GOAL: Transcribe the entries below exactly.

DATASET:
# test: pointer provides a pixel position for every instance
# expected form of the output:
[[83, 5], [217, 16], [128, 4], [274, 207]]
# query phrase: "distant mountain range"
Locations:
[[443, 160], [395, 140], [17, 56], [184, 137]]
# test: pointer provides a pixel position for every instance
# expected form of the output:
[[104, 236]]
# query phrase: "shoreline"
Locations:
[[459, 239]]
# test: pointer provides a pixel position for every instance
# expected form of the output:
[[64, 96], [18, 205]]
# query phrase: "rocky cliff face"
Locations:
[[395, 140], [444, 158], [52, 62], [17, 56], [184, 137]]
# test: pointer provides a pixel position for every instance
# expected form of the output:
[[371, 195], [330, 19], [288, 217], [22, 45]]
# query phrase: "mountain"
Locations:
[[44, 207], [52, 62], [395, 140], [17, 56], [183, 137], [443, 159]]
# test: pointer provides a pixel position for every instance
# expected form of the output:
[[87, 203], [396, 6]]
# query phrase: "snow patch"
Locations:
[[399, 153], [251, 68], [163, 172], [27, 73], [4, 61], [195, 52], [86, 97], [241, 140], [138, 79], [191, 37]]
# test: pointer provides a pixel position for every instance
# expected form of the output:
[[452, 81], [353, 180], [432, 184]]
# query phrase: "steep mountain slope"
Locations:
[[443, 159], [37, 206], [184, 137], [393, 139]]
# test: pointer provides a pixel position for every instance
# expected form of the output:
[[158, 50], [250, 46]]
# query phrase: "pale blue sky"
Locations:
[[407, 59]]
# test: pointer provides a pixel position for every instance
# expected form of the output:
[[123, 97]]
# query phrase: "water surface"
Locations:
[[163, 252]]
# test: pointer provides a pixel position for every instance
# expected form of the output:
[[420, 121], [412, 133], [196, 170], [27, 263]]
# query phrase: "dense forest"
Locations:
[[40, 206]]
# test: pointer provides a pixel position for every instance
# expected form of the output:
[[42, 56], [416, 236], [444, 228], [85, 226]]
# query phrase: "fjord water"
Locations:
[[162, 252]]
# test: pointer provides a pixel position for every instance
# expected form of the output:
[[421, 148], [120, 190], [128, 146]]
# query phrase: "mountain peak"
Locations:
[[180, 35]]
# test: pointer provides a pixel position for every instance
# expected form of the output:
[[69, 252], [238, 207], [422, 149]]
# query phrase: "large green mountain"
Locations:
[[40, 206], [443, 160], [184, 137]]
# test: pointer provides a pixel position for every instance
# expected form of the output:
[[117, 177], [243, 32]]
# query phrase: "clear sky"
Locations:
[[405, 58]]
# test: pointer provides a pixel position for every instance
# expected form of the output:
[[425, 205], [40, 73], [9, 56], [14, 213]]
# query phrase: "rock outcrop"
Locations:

ANSWER TO THE TASK:
# test: pointer provides a pixel position for every instance
# expected form of the output:
[[83, 5], [217, 16], [128, 4], [274, 207]]
# query phrase: "distant mountain range"
Locations:
[[443, 160], [395, 140], [17, 56], [184, 137]]
# test: pointer provides a pixel position for every instance
# expected form of the output:
[[104, 236]]
# query phrase: "shoreline"
Locations:
[[459, 239]]
# test: pointer provides a pixel position for every instance
# expected form of the output:
[[64, 96], [18, 205]]
# query phrase: "rocky cliff face"
Locations:
[[395, 140], [444, 158], [52, 62], [17, 56], [184, 137]]
# test: pointer provides a pixel position for every instance
# expected form of the output:
[[371, 195], [330, 19], [288, 217], [22, 45]]
# query phrase: "mountain"
Locations:
[[44, 207], [52, 62], [395, 140], [17, 56], [183, 137], [443, 159]]
# test: pointer provides a pixel position for every instance
# expected form of the output:
[[87, 203], [396, 6]]
# query phrase: "snow patch"
Locations:
[[399, 153], [251, 68], [163, 172], [27, 73], [4, 61], [195, 52], [86, 97], [241, 140], [138, 79], [191, 37]]
# test: pointer provides a pixel position for every instance
# expected form of the output:
[[452, 81], [353, 180], [432, 184]]
# query phrase: "steep mountain slope"
Locations:
[[443, 159], [37, 206], [184, 137], [393, 139]]
# test: pointer provides a pixel position for every instance
# expected form of the output:
[[158, 50], [250, 46]]
# query phrase: "pale blue sky"
Locations:
[[407, 59]]
# test: pointer provides a pixel position for every instance
# expected form of the output:
[[123, 97]]
# query phrase: "water surface"
Locations:
[[163, 252]]
# test: pointer provides a pixel position for every instance
# expected form of the output:
[[420, 121], [412, 133], [196, 170], [27, 263]]
# query phrase: "dense forest"
Locations:
[[40, 206]]
# test: pointer provides a pixel position for every instance
# expected form of the output:
[[42, 56], [416, 236], [444, 228], [85, 226]]
# query phrase: "fjord water"
Locations:
[[162, 252]]
# test: pointer provides a pixel position for every instance
# expected form of the output:
[[421, 148], [120, 190], [128, 146]]
# query phrase: "mountain peak"
Locations:
[[180, 35]]
# test: pointer provides a pixel position for every instance
# expected form of the output:
[[69, 252], [238, 207], [422, 149]]
# query phrase: "large green mountain"
Locations:
[[40, 206], [443, 160], [184, 137]]
# test: pointer provides a pixel position for every instance
# expected form of the output:
[[117, 177], [243, 32]]
# query phrase: "clear sky"
Locations:
[[405, 58]]
# test: pointer provides a pixel position for every instance
# expected form of the output:
[[425, 205], [40, 73], [9, 56], [14, 213]]
# query phrase: "rock outcrop"
Locations:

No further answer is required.